SOURCE PASSAGE:
= = = = =

[RFC 0/1] lro: Generic Large Receive Offload for TCP traffic

Thu Jul 26 03:17:54 EST 2007

Hi,

I've ported myri10ge to use the new LRO interface.  I have attached a
preliminary patch to myri10ge.  I'm very pleased to note that the
performance is on-par with my own LRO used by our out-of-tree driver.
(except when using mixed MTUS, see performance data below).

As I expected, actually porting our driver to use the LRO interface
gave me a far better understanding of the interface, and allowed for
better feedback.  I have attached a patch to the LRO code which
addresses some of the issues I mention below.

= = = = =

GIVEN MATERIAL:
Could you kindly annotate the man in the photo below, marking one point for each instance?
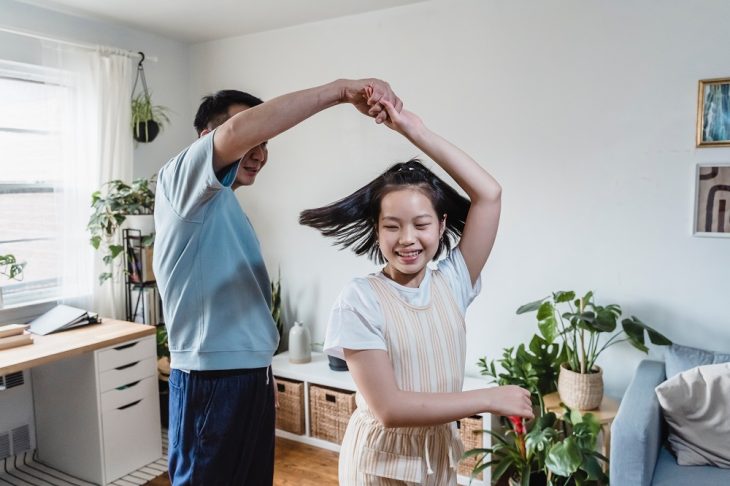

= = = = =

WHAT TO WORK ON: List each abbreviation written entirely in capital letters that appears in the message on Large Receive Offload, giving each one only once. The data above come from a source separate from the message on Large Receive Offload.

THE RESPONSE: RFC, LRO, TCP, EST, MTUS